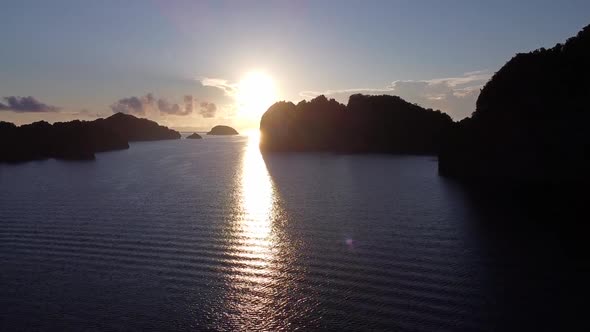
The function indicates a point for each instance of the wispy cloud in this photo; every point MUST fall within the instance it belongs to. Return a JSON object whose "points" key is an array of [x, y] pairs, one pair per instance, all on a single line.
{"points": [[453, 95], [134, 105], [26, 104], [228, 88]]}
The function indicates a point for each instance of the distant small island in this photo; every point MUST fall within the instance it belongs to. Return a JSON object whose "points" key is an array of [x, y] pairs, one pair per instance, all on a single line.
{"points": [[222, 130], [194, 136], [76, 140]]}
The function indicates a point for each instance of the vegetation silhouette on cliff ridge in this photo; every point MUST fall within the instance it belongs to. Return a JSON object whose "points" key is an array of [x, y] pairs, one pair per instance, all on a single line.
{"points": [[76, 140], [531, 120], [367, 124]]}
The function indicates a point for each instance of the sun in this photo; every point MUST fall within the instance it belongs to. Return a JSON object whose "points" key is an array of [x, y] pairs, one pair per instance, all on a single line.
{"points": [[256, 92]]}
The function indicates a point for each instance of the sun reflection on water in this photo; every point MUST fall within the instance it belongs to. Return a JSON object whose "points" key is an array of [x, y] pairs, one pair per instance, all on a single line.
{"points": [[254, 281]]}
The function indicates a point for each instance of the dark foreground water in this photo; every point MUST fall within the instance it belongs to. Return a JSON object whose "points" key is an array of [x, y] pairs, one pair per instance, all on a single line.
{"points": [[208, 235]]}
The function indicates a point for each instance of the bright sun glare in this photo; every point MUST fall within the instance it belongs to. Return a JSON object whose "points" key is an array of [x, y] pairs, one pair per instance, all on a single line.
{"points": [[256, 93]]}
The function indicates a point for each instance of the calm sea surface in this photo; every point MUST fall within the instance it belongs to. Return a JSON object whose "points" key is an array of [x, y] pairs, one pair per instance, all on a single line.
{"points": [[209, 235]]}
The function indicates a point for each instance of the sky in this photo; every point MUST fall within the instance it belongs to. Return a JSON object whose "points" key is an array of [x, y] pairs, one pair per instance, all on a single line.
{"points": [[195, 64]]}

◆ ◆ ◆ ◆

**Task prompt:** Put the material above into a two-column CSV with the headers text and answer. Give one row for each piece of text and the answer that follows it, with each value in a single double-quoted field and any line breaks turned into spaces, and leave out the pictures.

**Task output:**
text,answer
"The function indicates a point for each instance of the wispy cloud in this photo; every point MUST fall within the instance it belongs to. Return a JSON object whose ""points"" key is an array of [x, y] pairs, one pair per instance, all on a single line.","{""points"": [[453, 95], [134, 105], [26, 104], [228, 88]]}"
"The function indicates a point for each instance of the distant small island in this photo; every point MUST fall within the instance it belongs to. Return a JSON object whose ""points"" key is an array of [x, y] pairs, one pair per instance, all on a single line.","{""points"": [[222, 130], [194, 136], [76, 140]]}"
"The function indicates a point for each instance of the vegetation silhouette on cliff ridge in this photo; every point MUST fall within the instance it belongs to. Return a JSON object whose ""points"" key is an array of [x, y] pairs, one pair per instance, all on a single line.","{""points"": [[76, 140], [531, 120], [367, 124]]}"
"The function indicates a point for each instance of the sun in this photo; every point MUST fall within the instance it belongs to. Return a JSON object whose ""points"" key is an array of [x, y] pairs, one pair per instance, all on a single line.","{""points"": [[256, 92]]}"
"The function indicates a point for each instance of the sun reflection on water in this photo; every point MUST fall within the instance it belongs to. Return a JSON object whose ""points"" key is an array of [x, y] pairs, one pair per instance, all on a single line.","{""points"": [[254, 281]]}"
"The function indicates a point for each instance of the dark foreground water in this photo; every point MUST fall within the instance it belongs to. Return a JSON object whose ""points"" key is an array of [x, y] pairs, one pair per instance, all on a single line.","{""points"": [[208, 235]]}"
"The function indicates a point for each instance of the bright sun glare in this photo; every point MUST fall within the instance it belongs to. Return a JSON object whose ""points"" key is an array of [x, y] pairs, one pair per instance, all on a single line.","{""points"": [[256, 93]]}"
"The function indicates a point for each instance of the calm sea surface in this photo; every point MUST fall within the instance it belongs to. Return a JSON object whose ""points"" key is an array of [x, y] pairs, one pair per instance, all on a single line.","{""points"": [[209, 235]]}"
"The function indicates a point for each instance of the sky in this photo; every point MUST fall within the instance it belongs to. Return a JSON object whose ""points"" key is an array of [x, y] pairs, one pair per instance, all on a single line.","{""points"": [[195, 64]]}"